> **TASK STATEMENT**:
Quote the records that follow in full and exactly; leave out the pictures.

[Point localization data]

● ● ● ● ●

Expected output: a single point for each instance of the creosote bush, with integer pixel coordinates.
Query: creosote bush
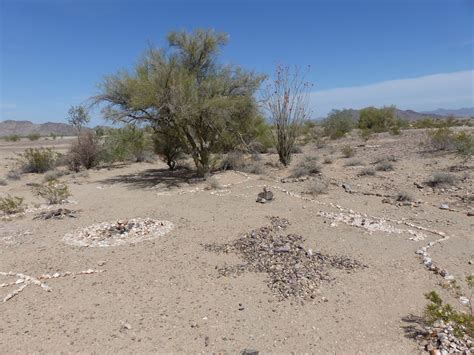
(308, 166)
(37, 160)
(367, 172)
(384, 165)
(347, 151)
(11, 204)
(53, 192)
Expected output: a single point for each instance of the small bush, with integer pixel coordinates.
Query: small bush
(354, 162)
(347, 151)
(86, 151)
(403, 196)
(317, 187)
(327, 160)
(38, 160)
(464, 144)
(436, 310)
(367, 172)
(52, 175)
(11, 204)
(33, 136)
(14, 174)
(308, 166)
(53, 192)
(384, 165)
(12, 138)
(213, 184)
(442, 178)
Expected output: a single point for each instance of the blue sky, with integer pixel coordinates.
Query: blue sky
(416, 54)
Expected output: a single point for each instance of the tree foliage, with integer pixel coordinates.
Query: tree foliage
(184, 89)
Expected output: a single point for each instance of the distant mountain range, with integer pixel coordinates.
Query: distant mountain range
(462, 112)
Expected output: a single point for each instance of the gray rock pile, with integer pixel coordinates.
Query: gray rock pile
(292, 269)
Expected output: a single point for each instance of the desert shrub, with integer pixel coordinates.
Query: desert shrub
(377, 120)
(402, 196)
(347, 151)
(168, 148)
(317, 187)
(53, 192)
(464, 144)
(437, 310)
(14, 174)
(213, 184)
(12, 138)
(367, 172)
(86, 151)
(442, 178)
(232, 161)
(384, 165)
(308, 166)
(441, 139)
(52, 175)
(11, 204)
(128, 143)
(354, 162)
(338, 123)
(33, 136)
(296, 150)
(37, 160)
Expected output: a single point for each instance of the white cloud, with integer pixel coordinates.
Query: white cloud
(446, 90)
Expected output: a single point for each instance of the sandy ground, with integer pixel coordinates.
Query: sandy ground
(165, 295)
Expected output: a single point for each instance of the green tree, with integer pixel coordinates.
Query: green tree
(78, 116)
(184, 89)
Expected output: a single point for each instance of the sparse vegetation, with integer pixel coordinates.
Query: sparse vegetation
(317, 187)
(384, 165)
(53, 192)
(338, 123)
(11, 204)
(369, 171)
(347, 151)
(441, 178)
(38, 160)
(307, 166)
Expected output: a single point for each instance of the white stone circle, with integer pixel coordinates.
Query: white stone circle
(108, 234)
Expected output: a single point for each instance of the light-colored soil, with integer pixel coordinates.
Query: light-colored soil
(165, 294)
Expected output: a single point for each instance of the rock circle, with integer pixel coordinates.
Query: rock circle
(121, 232)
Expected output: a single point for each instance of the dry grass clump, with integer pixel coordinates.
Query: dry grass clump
(354, 162)
(384, 165)
(12, 204)
(53, 192)
(308, 166)
(317, 187)
(403, 196)
(347, 151)
(441, 178)
(367, 172)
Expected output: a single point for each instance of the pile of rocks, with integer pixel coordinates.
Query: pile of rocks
(441, 339)
(120, 232)
(292, 269)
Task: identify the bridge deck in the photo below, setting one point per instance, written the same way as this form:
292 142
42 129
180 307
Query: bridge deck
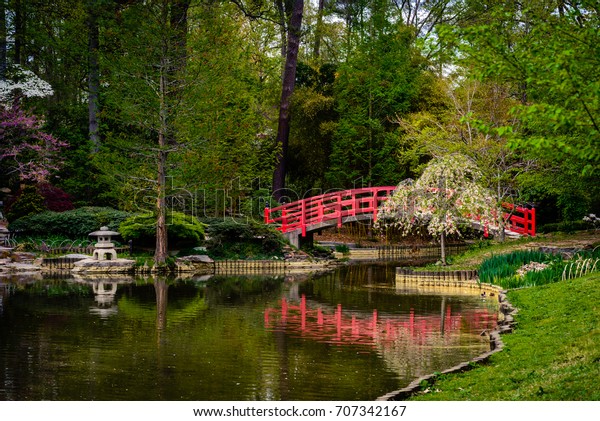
340 207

● ● ● ● ●

> **EXERCISE RESPONSE**:
Expected output: a single point for each instance of the creosote bush, with integer pixel coordinates.
Query: creosote bush
(308, 166)
(37, 160)
(367, 172)
(384, 165)
(347, 151)
(11, 204)
(53, 192)
Expected output: a single point for each instance of the small bush, with integer pixel coordinates.
Query: small bush
(354, 162)
(347, 151)
(86, 151)
(403, 196)
(317, 187)
(327, 160)
(38, 160)
(464, 144)
(436, 310)
(367, 172)
(52, 175)
(11, 204)
(33, 136)
(14, 174)
(308, 166)
(53, 192)
(384, 165)
(12, 138)
(213, 184)
(442, 178)
Expected output: a single point for each instance of the blue sky, with integer pixel coordinates.
Query: blue sky
(416, 54)
Expected output: a single point for each instance of the tree foliage, with integer pixel coordinates.
Query: tree foliage
(184, 89)
Expected output: a single point for each instance of the distant mountain range, with integer pixel coordinates.
Query: distant mountain range
(462, 112)
Expected output: a single point for each instance of the gray rock pile, with integer pixel coordinates.
Query: gray rock pile
(292, 269)
Expected output: a single point for each instance of the desert shrub, with integer pixel coordinates.
Query: desert shrub
(377, 120)
(402, 196)
(347, 151)
(168, 148)
(317, 187)
(53, 192)
(464, 144)
(437, 310)
(14, 174)
(213, 184)
(12, 138)
(367, 172)
(86, 151)
(442, 178)
(232, 161)
(384, 165)
(308, 166)
(441, 139)
(52, 175)
(11, 204)
(128, 143)
(354, 162)
(338, 123)
(33, 136)
(296, 150)
(37, 160)
Expected output: a single point for each instance of the white cloud, with integer pixel coordinates.
Query: white cloud
(446, 90)
Expected output: a single point for each instance of the sandy ground, with integer pixel coordinates.
Query: sandy ground
(165, 295)
Expected output: a single point for each instance of the green tree, with integer pixel coordinates.
Query: green tree
(78, 116)
(184, 89)
Expected output: a single point for each instance of the sparse vegetation, with integer pixel coordinates.
Query: sparse vegetation
(317, 187)
(384, 165)
(53, 192)
(338, 123)
(11, 204)
(369, 171)
(347, 151)
(441, 178)
(38, 160)
(307, 166)
Expected output: a single point for each instance of the white stone circle, with integer pixel coordinates.
Query: white stone circle
(108, 234)
Expected output: a single point for each instance of the light-colored soil, with integer pixel coordinates.
Query: light-colored soil
(165, 294)
Expected output: a single point for each instance of the rock circle, with integer pixel coordinates.
Query: rock circle
(121, 232)
Expected output: a single point for each instance of the dry grass clump, with integer pixel coordinates.
Query: dry grass clump
(354, 162)
(384, 165)
(12, 204)
(53, 192)
(308, 166)
(317, 187)
(403, 196)
(347, 151)
(441, 178)
(367, 172)
Expected output: a single point for each instance of the pile of rocks, with integer pixel coordinates.
Query: pile of rocks
(441, 339)
(120, 232)
(292, 269)
Task: identify the bridge deck in the photo below, setting one point per instance, written the same way as this form:
292 142
42 129
180 307
Query: bridge deck
340 207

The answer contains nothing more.